Task item
Look through the material below and return every line that contains "target".

Given records
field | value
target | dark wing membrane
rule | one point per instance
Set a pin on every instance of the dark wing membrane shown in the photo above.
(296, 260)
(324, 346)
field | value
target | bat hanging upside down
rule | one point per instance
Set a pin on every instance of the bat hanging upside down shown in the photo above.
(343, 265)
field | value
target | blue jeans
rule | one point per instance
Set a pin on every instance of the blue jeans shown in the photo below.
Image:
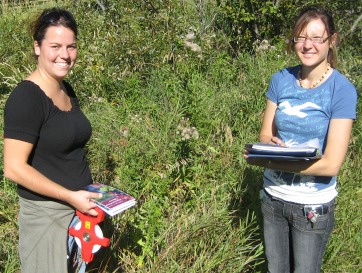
(292, 242)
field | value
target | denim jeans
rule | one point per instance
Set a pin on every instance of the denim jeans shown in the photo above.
(292, 242)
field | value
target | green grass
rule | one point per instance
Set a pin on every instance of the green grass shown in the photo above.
(198, 206)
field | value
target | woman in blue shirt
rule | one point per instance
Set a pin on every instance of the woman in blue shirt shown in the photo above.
(312, 100)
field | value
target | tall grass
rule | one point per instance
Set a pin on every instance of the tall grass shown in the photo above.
(169, 126)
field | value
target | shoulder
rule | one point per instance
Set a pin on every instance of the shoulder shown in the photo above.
(27, 95)
(69, 89)
(286, 72)
(27, 89)
(342, 84)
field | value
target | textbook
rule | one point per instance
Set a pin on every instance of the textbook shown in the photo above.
(113, 201)
(308, 150)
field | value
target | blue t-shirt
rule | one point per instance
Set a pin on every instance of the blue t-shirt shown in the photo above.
(302, 115)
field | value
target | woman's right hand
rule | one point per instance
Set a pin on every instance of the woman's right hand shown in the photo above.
(81, 200)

Response to this exercise
target | dark wing membrane
target | bat hanging upside down
target | blue jeans
target | denim jeans
target | green grass
target | woman in blue shirt
target | tall grass
target | shoulder
target | textbook
target | blue t-shirt
target | woman's right hand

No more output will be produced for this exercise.